_PROBLEM 1_
In the article, rewrite the paragraph beginning "Now he says he intends to fill his time" more briefly, keeping its main facts.
_PROBLEM 2_
Reproduce word for word the stretch of the article from "Lurid details of" through "home in Lanzarote.".
[[ PASSAGE open ]]
AN internet tycoon cleared of attempted rape last night vowed to rebuild his reputation.

Multi-millionaire Dabs.com founder David Atherton said he had turned his back on his cocaine-fuelled lifestyle and pledged never to touch drugs again.

He spoke out for the first time since being found not guilty at Leeds Crown Court on Friday of five charges, including one of attempted rape.

The incident was alleged to have taken place in the kitchen of his luxury mansion in Victoria Road, Heaton.

Lurid details of the Mr Atherton’s hedonistic lifestyle were revealed during the two-week trial, including his cocaine addiction, carefree spending, all-night parties and group sex.

Now the 51-year says he intends to spend the rest of his life managing the investment of his vast wealth and relaxing quietly with his family on his luxury yacht and at his home in Lanzarote.

He said of cocaine: “I’m never going to do it again. It is in the nature of addiction that you think you can handle it.

“That’s the central part of what I learned going to The Priory clinic and, like an alcoholic, I have to totally abstain.

“It was a wake-up call. One of my friends said to me that if you keep on like this you’ll end up either dead or in prison.

“I’m going to leave it all behind. They’re all together, the crazy parties — it’s all to do with coke.”

Mr Atherton is intent on restoring his good name and once more becoming a pillar of the business community.

He said: “The problem is washing your dirty laundry in public. Everything else that came out of the trial; the sexual promiscuity, the use of coke — I wasn’t on trial for any of that, but that’s the mud that sticks.”

Mr Atherton was philosophical about the situation, and quoted a passage from the Jane Austen novel, Pride and Prejudice.

He said: “What is life but to make sport of our neighbours and in turn for them to make fun of us?

“That’s what the reportage of the trial was like.”

Mr Atherton said one of the main reasons he allowed cocaine to take over his life was the boredom he experienced for two years after he sold Dabs.com.

During that time he was prohibited from taking part in any competitive business as a condition of the sale.

Now he says he intends to fill his time by ploughing his money into the computer industry that he loves and knows so well. He has already invested in a networking company, DBAM.
[[ PASSAGE closed ]]
[[ INFORMATION SUPPLIED open ]]
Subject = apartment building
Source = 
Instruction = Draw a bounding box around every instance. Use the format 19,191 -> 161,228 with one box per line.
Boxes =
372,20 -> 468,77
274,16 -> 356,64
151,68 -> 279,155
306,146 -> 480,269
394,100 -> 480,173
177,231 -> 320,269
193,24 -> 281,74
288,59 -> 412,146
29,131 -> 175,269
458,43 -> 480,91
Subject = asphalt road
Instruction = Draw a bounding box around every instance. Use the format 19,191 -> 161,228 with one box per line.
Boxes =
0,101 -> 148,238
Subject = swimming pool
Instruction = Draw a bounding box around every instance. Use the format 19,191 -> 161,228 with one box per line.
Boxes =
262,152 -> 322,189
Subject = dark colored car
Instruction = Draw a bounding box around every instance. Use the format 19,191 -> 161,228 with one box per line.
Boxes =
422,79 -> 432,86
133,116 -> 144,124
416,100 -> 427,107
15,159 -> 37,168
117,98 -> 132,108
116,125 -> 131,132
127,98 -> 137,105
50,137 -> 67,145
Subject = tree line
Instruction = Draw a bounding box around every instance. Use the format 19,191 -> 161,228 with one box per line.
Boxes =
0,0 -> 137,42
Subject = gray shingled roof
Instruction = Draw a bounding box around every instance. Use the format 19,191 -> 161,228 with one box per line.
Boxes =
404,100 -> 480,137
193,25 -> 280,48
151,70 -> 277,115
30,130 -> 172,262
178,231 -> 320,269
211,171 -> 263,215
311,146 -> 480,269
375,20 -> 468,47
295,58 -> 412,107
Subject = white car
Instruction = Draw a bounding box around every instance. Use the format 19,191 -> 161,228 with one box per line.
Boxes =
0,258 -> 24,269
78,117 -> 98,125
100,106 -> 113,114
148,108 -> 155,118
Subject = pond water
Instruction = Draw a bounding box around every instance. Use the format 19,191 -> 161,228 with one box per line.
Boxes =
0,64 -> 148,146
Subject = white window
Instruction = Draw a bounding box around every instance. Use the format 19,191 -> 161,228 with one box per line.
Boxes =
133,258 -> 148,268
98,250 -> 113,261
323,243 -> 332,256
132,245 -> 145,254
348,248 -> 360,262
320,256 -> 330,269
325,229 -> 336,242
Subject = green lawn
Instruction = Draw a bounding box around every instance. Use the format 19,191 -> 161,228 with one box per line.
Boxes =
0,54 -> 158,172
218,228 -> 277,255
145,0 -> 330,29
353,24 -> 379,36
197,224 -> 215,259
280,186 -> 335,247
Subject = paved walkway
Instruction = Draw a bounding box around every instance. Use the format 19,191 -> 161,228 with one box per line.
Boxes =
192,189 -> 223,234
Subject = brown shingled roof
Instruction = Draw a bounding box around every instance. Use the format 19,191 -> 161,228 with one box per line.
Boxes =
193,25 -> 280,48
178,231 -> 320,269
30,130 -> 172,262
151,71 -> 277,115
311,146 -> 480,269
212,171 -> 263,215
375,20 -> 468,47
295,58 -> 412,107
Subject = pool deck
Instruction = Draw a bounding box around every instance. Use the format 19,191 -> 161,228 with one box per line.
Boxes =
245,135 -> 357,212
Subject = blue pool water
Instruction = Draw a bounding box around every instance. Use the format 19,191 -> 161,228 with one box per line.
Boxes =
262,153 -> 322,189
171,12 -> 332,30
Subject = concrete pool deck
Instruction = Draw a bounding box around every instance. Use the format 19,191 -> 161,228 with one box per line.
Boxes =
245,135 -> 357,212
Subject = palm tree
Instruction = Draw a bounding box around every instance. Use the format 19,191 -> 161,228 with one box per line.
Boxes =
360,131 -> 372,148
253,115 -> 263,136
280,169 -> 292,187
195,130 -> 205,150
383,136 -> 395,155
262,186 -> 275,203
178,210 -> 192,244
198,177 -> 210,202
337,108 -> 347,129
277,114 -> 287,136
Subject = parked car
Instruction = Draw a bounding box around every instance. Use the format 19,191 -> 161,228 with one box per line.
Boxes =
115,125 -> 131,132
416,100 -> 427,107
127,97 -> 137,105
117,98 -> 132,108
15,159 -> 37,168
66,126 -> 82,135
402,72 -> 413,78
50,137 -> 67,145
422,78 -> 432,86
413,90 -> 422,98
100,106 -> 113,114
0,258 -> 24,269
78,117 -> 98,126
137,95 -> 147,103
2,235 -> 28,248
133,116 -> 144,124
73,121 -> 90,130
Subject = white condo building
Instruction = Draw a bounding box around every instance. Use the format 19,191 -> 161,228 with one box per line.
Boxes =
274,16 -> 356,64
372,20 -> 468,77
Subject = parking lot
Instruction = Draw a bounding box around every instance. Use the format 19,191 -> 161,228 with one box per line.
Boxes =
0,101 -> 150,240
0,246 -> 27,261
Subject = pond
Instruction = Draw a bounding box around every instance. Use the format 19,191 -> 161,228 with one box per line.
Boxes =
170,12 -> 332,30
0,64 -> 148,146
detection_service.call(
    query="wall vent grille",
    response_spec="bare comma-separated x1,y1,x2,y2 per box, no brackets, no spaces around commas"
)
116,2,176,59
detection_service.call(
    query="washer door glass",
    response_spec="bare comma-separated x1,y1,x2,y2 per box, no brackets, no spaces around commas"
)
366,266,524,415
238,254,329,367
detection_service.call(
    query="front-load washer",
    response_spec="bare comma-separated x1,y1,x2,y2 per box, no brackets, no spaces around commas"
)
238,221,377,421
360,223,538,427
[[ INFORMATION SUPPLIED closed ]]
_TASK RESPONSE 1_
He plans to spend his time investing his money in the computer industry he knows and loves, and has already invested in DBAM, a networking company.

_TASK RESPONSE 2_
Lurid details of the Mr Atherton’s hedonistic lifestyle were revealed during the two-week trial, including his cocaine addiction, carefree spending, all-night parties and group sex.

Now the 51-year says he intends to spend the rest of his life managing the investment of his vast wealth and relaxing quietly with his family on his luxury yacht and at his home in Lanzarote.